▸ Brief 1:
According to the article on crypto exchange outflows, how much did monthly exchange volumes fall to in October?
▸ Brief 2:
Based on the article on crypto exchange outflows, what reason does Genesis Global Capital give for halting customer withdrawals and loan originations?
▸ Brief 3:
Continue the article on crypto exchange outflows after its last sentence.

Segment Start: Page excerpt

Gemini, OKX and Crypto.com experienced “severe” outflows over the past week while a declining stablecoin market shows an investor exodus, according to analysts at JPMorgan Chase.
Exchange volumes have fallen throughout the year, according to The Block’s data, with monthly volumes dropping from $841 billion in January to $544 billion in October.
“High-quality” asset balances, including bitcoin, ether, USDT, USDC, and BUSD, are also much lower, JPMorgan said.
“Outside Binance, the year-to-date decline in these balances is of the order of 80%. Bitfinex and Binance saw the smallest declines YTD,” analysts wrote.
Crypto contagion
The outflows come amid the collapse of Sam Bankman-Fried’s FTX empire, which has rocked crypto markets and equities.
FTX and sister firm Alameda Research, which Bankman-Fried had insisted were kept at arm’s length, were actually heavily co-reliant; it was revealed FTX had been sending customer funds to Alameda. Both firms filed for Chapter 11 bankruptcy protection on Friday.
Over the past few days, the effect of the exchange’s collapse has continued to echo across crypto markets.
“We had argued last week that, similar to what we saw after the collapse of TerraUSD last May, the current deleveraging phase that started with the collapse of Alameda Research and FTX is likely to reverberate for at least a few weeks inducing a cascade of margin calls, deleveraging and crypto company/platform failures,” JPMorgan’s analysts wrote.
On Wednesday, Genesis Global Capital, one of the biggest crypto-native firms, announced its exposure to the FTX collapse and said it would halt all customer withdrawals and loan originations after taking a significant hit from the fallout of Three Arrows Capital (3AC) and FTX.
Following this, Gemini announced its Earn program would not be able to meet customer redemptions within the five-day time frame set in the firm’s service-level agreement.

Segment End: Page excerpt
Segment Start: Available data

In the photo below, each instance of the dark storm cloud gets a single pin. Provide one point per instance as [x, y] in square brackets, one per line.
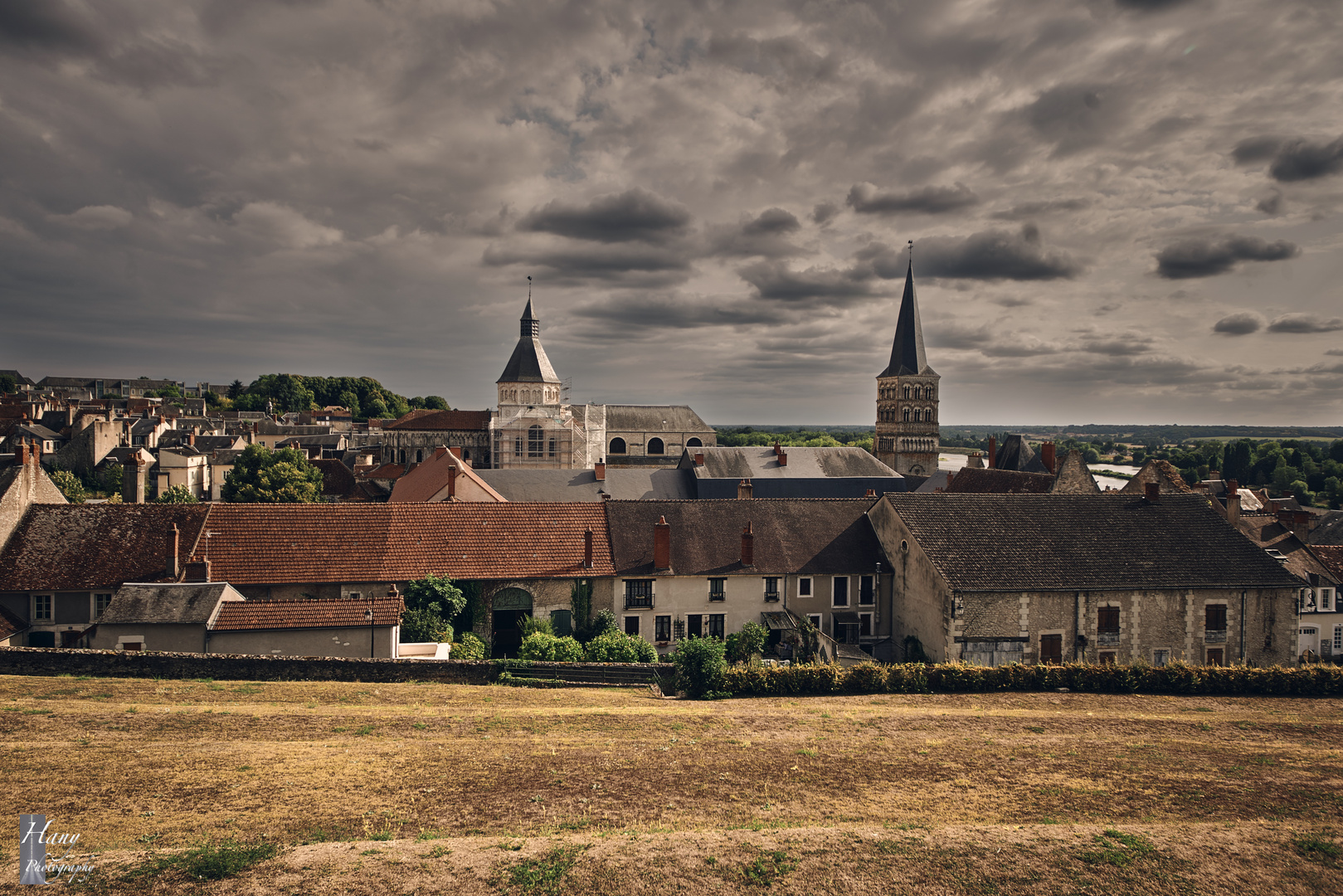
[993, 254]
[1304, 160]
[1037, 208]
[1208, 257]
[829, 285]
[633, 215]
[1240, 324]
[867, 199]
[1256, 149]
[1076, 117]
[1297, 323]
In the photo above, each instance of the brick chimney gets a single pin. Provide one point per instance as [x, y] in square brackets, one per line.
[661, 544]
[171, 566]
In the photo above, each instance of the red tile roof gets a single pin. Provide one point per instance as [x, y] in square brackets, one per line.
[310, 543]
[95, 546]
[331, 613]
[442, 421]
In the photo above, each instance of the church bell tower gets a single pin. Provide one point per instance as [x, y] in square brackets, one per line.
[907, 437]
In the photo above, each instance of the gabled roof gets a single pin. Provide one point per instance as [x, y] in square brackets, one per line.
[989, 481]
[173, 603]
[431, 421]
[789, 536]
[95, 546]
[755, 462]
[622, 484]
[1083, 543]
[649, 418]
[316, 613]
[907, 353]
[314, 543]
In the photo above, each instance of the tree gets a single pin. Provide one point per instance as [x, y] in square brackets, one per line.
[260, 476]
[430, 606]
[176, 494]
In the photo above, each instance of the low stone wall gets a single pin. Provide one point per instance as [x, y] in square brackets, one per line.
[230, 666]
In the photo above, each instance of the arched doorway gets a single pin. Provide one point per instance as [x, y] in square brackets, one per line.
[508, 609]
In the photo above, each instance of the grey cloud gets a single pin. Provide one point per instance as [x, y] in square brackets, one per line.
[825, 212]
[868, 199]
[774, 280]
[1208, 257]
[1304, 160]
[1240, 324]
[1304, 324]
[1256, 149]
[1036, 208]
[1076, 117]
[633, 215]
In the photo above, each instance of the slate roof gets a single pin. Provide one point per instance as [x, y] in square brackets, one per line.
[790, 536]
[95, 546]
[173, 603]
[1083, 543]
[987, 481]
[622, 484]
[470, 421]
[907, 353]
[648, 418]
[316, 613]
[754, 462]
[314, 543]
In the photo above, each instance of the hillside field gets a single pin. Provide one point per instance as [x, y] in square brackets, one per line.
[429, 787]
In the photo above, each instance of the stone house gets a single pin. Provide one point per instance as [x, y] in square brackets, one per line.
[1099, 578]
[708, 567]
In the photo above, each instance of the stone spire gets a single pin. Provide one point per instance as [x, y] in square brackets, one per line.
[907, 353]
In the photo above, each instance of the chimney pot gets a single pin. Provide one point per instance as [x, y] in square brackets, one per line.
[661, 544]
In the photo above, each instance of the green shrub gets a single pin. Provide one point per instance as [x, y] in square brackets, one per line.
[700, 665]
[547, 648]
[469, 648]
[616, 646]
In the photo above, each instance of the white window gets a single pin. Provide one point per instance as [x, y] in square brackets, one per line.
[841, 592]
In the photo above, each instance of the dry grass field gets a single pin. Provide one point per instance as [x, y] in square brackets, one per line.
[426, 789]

Segment End: Available data

▸ Task answer 1:
$544 billion.

▸ Task answer 2:
Genesis Global Capital halted customer withdrawals and loan originations after it took a significant hit from the fallout of Three Arrows Capital (3AC) and FTX.

▸ Task answer 3:
Galois Capital, CoinShares and Huobi, among others, all have funds stuck on FTX, JPMorgan said.
Prominent investors — including Paradigm, Temasek, and Sequoia — have also been affected by the collapse, with many of the funds having written their investment in FTX down to zero.
Stablecoin market shrinkage
The shrinking stablecoin market has also illustrated the exit of investors. Stablecoins are the equivalent of cash in the crypto ecosystem, providing a bridge to traditional finance, JPMorgan said.
The growth of the stablecoin market can be thought of as a proxy of the amount of money that has entered the crypto ecosystem from fiat, analysts said.
“The market cap of the largest stablecoins peaked at $186bn last May before the Terra collapse, compared to less than $30bn at the beginning of 2021 and around $5bn at the beginning of 2020,” analysts said.
However, the stablecoin market has declined by $41 billion since then — just under half of which reflects the collapse of TerraUSD.
“It would be difficult here to imagine a sustained recovery in crypto prices without the shrinkage of the stablecoin universe stopping,” JPMorgan said.